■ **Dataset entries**
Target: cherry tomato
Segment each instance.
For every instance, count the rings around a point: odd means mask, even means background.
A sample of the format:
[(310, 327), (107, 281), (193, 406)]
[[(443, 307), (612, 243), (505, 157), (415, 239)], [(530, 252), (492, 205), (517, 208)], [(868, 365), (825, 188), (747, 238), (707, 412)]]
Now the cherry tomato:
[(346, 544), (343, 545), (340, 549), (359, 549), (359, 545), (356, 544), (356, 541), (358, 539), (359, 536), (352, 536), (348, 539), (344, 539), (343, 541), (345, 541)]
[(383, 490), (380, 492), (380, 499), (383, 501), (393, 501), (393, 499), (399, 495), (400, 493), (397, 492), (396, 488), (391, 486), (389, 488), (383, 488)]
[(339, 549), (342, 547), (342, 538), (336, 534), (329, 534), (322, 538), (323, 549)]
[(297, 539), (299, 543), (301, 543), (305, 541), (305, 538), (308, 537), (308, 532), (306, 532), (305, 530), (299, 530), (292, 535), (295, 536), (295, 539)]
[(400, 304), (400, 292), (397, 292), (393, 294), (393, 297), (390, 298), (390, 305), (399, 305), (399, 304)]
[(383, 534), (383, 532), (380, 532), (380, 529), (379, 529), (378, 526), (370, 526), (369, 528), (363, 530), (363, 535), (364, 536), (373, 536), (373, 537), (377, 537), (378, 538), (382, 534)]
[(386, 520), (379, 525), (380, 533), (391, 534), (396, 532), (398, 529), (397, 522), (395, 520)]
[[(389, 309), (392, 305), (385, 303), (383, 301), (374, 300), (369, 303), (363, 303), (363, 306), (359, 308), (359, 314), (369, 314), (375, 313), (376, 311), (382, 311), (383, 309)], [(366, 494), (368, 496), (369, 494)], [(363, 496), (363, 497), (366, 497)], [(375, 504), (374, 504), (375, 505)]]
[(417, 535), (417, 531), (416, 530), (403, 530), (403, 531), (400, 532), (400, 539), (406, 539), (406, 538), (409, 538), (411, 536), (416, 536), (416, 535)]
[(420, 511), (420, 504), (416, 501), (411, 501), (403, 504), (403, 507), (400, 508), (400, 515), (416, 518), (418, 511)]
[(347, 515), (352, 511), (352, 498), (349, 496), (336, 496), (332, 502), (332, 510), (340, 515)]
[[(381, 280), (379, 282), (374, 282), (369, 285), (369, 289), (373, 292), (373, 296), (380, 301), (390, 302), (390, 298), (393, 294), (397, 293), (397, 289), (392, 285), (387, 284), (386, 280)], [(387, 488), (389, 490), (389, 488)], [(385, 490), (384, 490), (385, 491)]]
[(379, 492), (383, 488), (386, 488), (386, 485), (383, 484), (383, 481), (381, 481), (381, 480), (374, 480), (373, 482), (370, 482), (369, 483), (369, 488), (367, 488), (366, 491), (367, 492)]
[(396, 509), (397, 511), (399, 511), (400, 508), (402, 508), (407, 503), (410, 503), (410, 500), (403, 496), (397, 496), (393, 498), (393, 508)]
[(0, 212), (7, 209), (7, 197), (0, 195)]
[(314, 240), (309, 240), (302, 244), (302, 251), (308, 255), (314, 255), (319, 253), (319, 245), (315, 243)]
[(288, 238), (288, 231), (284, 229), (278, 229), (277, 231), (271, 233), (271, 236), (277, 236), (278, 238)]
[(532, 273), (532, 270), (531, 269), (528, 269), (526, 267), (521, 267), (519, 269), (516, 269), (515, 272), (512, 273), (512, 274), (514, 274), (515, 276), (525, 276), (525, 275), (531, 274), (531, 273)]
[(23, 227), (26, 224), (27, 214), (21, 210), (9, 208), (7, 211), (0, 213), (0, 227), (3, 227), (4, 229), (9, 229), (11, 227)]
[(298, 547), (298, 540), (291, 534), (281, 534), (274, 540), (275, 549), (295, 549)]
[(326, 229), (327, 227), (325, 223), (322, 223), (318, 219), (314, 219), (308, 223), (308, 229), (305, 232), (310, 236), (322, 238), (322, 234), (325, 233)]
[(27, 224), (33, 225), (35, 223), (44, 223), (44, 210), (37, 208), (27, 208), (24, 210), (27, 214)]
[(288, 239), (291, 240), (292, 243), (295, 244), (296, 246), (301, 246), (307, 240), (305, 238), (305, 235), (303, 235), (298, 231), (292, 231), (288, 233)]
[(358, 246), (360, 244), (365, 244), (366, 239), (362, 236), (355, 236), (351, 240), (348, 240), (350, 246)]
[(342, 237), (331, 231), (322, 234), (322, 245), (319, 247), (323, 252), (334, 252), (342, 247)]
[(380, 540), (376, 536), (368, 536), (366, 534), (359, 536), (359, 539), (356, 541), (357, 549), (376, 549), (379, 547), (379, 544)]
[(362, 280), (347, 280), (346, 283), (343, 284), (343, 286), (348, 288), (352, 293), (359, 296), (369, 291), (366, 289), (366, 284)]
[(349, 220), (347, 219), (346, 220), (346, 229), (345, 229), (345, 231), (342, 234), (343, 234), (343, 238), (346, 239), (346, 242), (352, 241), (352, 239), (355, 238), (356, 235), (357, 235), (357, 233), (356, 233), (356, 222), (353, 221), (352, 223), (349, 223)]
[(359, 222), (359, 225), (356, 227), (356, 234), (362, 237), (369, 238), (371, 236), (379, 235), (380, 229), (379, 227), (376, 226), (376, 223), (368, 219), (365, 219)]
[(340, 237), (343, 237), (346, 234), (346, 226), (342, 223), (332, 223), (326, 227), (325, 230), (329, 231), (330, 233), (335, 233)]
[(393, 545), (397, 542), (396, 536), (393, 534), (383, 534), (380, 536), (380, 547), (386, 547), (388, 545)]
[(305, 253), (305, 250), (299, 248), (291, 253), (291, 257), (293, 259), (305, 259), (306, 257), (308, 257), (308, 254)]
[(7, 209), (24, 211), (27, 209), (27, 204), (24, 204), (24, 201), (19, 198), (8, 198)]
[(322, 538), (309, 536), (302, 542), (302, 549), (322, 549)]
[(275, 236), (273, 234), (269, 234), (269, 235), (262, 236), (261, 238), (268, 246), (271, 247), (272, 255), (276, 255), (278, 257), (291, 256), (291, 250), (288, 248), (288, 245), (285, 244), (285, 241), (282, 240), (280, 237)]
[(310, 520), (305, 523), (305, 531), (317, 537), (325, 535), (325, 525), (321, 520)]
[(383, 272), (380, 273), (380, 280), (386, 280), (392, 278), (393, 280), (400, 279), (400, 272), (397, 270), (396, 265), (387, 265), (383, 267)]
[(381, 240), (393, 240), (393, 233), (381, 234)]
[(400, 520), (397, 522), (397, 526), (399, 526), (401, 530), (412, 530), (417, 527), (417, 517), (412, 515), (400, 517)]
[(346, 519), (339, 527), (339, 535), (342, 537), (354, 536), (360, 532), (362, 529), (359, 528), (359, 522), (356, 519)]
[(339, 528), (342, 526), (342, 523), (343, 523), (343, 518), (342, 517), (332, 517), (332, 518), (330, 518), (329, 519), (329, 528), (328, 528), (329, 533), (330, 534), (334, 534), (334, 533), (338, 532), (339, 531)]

■ **Problem statement**
Return all the lines shown above, word for word.

■ **Answer for this exercise**
Target: cherry tomato
Segment each instance.
For every instance, count the rings around a point: odd means mask, even means background.
A sample of the format:
[(310, 327), (107, 281), (193, 406)]
[[(443, 307), (612, 243), (505, 157), (415, 239)], [(530, 252), (492, 205), (517, 208)], [(868, 365), (825, 188), (747, 238), (707, 412)]]
Now the cherry tomato:
[(346, 544), (343, 545), (340, 549), (359, 549), (359, 545), (356, 544), (356, 541), (358, 539), (359, 536), (352, 536), (348, 539), (344, 539), (343, 541), (345, 541)]
[(383, 490), (380, 492), (380, 499), (383, 501), (393, 501), (393, 499), (399, 495), (400, 493), (397, 492), (396, 488), (391, 486), (389, 488), (383, 488)]
[(339, 549), (342, 547), (342, 538), (336, 534), (329, 534), (322, 538), (323, 549)]
[(297, 539), (299, 543), (301, 543), (305, 541), (305, 538), (308, 537), (308, 532), (306, 532), (305, 530), (299, 530), (292, 535), (295, 536), (295, 539)]
[(400, 304), (400, 292), (397, 292), (393, 294), (393, 297), (390, 298), (390, 305), (399, 305), (399, 304)]
[(383, 534), (383, 532), (380, 532), (380, 529), (379, 529), (378, 526), (370, 526), (369, 528), (363, 530), (363, 535), (364, 536), (373, 536), (373, 537), (377, 537), (378, 538), (382, 534)]
[(386, 520), (379, 525), (380, 533), (391, 534), (396, 532), (398, 529), (397, 522), (395, 520)]
[[(389, 309), (392, 305), (385, 303), (383, 301), (374, 300), (369, 303), (363, 303), (363, 306), (359, 308), (359, 314), (369, 314), (375, 313), (376, 311), (382, 311), (383, 309)], [(366, 494), (368, 496), (369, 494)], [(363, 496), (363, 497), (366, 497)], [(375, 504), (374, 504), (375, 505)]]
[(417, 535), (417, 531), (416, 530), (403, 530), (403, 531), (400, 532), (400, 539), (406, 539), (406, 538), (409, 538), (411, 536), (416, 536), (416, 535)]
[(420, 511), (420, 504), (416, 501), (411, 501), (403, 504), (403, 507), (400, 508), (400, 515), (416, 518), (418, 511)]
[(347, 515), (352, 511), (352, 498), (349, 496), (336, 496), (332, 502), (332, 510), (340, 515)]
[[(381, 280), (379, 282), (374, 282), (369, 285), (369, 289), (373, 292), (373, 296), (380, 301), (390, 302), (390, 298), (393, 294), (397, 293), (397, 289), (392, 285), (387, 284), (386, 280)], [(387, 488), (389, 490), (389, 488)], [(385, 490), (384, 490), (385, 491)]]
[(379, 492), (383, 488), (386, 488), (386, 485), (383, 484), (383, 481), (381, 481), (381, 480), (374, 480), (373, 482), (370, 482), (369, 483), (369, 488), (367, 488), (366, 491), (367, 492)]
[(396, 509), (397, 511), (399, 511), (400, 508), (402, 508), (407, 503), (410, 503), (410, 500), (403, 496), (397, 496), (393, 498), (393, 508)]
[(0, 212), (7, 209), (7, 197), (0, 195)]
[(314, 240), (309, 240), (302, 244), (302, 251), (308, 255), (314, 255), (319, 253), (319, 245), (315, 243)]
[(288, 238), (288, 231), (284, 229), (278, 229), (277, 231), (271, 233), (271, 236), (277, 236), (278, 238)]
[(532, 273), (532, 270), (531, 269), (528, 269), (526, 267), (521, 267), (519, 269), (516, 269), (515, 272), (512, 273), (512, 274), (514, 274), (515, 276), (525, 276), (525, 275), (531, 274), (531, 273)]
[(23, 227), (26, 224), (27, 214), (21, 210), (9, 208), (7, 211), (0, 213), (0, 227), (3, 227), (4, 229), (9, 229), (11, 227)]
[(298, 547), (298, 540), (291, 534), (281, 534), (274, 540), (275, 549), (295, 549)]
[(326, 229), (327, 227), (325, 223), (322, 223), (318, 219), (314, 219), (308, 223), (308, 229), (305, 232), (310, 236), (322, 238), (322, 234), (325, 233)]
[(27, 224), (33, 225), (35, 223), (44, 223), (44, 210), (37, 208), (27, 208), (24, 210), (27, 214)]
[(288, 239), (291, 240), (292, 243), (295, 244), (296, 246), (301, 246), (307, 240), (305, 238), (305, 235), (303, 235), (298, 231), (292, 231), (288, 233)]
[(358, 246), (360, 244), (365, 244), (366, 239), (362, 236), (355, 236), (351, 240), (348, 240), (350, 246)]
[(342, 237), (331, 231), (322, 234), (322, 245), (319, 247), (323, 252), (334, 252), (342, 247)]
[(380, 540), (376, 536), (368, 536), (366, 534), (359, 536), (359, 539), (356, 541), (357, 549), (376, 549), (379, 547), (379, 544)]
[(362, 280), (347, 280), (346, 283), (343, 284), (343, 286), (348, 288), (352, 293), (359, 296), (369, 291), (366, 289), (366, 284)]
[(349, 220), (347, 219), (346, 220), (346, 229), (345, 229), (345, 231), (342, 234), (343, 234), (343, 238), (346, 239), (346, 242), (352, 241), (352, 239), (355, 238), (356, 235), (357, 235), (357, 233), (356, 233), (356, 222), (353, 221), (352, 223), (349, 223)]
[(359, 222), (359, 225), (356, 227), (356, 234), (362, 237), (369, 238), (371, 236), (379, 235), (380, 229), (379, 227), (376, 226), (376, 223), (368, 219), (365, 219)]
[(340, 237), (343, 237), (346, 234), (346, 226), (342, 223), (332, 223), (326, 227), (325, 230), (329, 231), (330, 233), (335, 233)]
[(393, 545), (397, 542), (396, 536), (393, 534), (383, 534), (380, 536), (380, 547), (386, 547), (388, 545)]
[(305, 253), (305, 250), (299, 248), (291, 253), (291, 257), (293, 259), (305, 259), (306, 257), (308, 257), (308, 254)]
[(7, 209), (24, 211), (27, 209), (27, 204), (24, 204), (24, 201), (19, 198), (8, 198)]
[(322, 538), (309, 536), (302, 542), (302, 549), (322, 549)]
[(275, 236), (273, 234), (269, 234), (269, 235), (262, 236), (261, 238), (268, 246), (271, 247), (272, 255), (276, 255), (278, 257), (291, 256), (291, 250), (288, 248), (288, 245), (285, 244), (285, 241), (282, 240), (280, 237)]
[(310, 520), (305, 523), (305, 531), (317, 537), (325, 535), (325, 525), (321, 520)]
[(383, 272), (380, 273), (380, 280), (386, 280), (392, 278), (393, 280), (400, 279), (400, 272), (397, 270), (396, 265), (387, 265), (383, 267)]
[(381, 240), (393, 240), (393, 233), (381, 234)]
[(400, 520), (397, 522), (397, 526), (399, 526), (401, 530), (412, 530), (417, 527), (417, 517), (412, 515), (400, 517)]
[(346, 519), (339, 527), (339, 535), (342, 537), (354, 536), (360, 532), (362, 529), (359, 528), (359, 522), (356, 519)]
[(339, 528), (342, 526), (342, 523), (343, 523), (343, 518), (342, 517), (332, 517), (332, 518), (330, 518), (329, 519), (329, 528), (328, 528), (329, 533), (330, 534), (334, 534), (334, 533), (338, 532), (339, 531)]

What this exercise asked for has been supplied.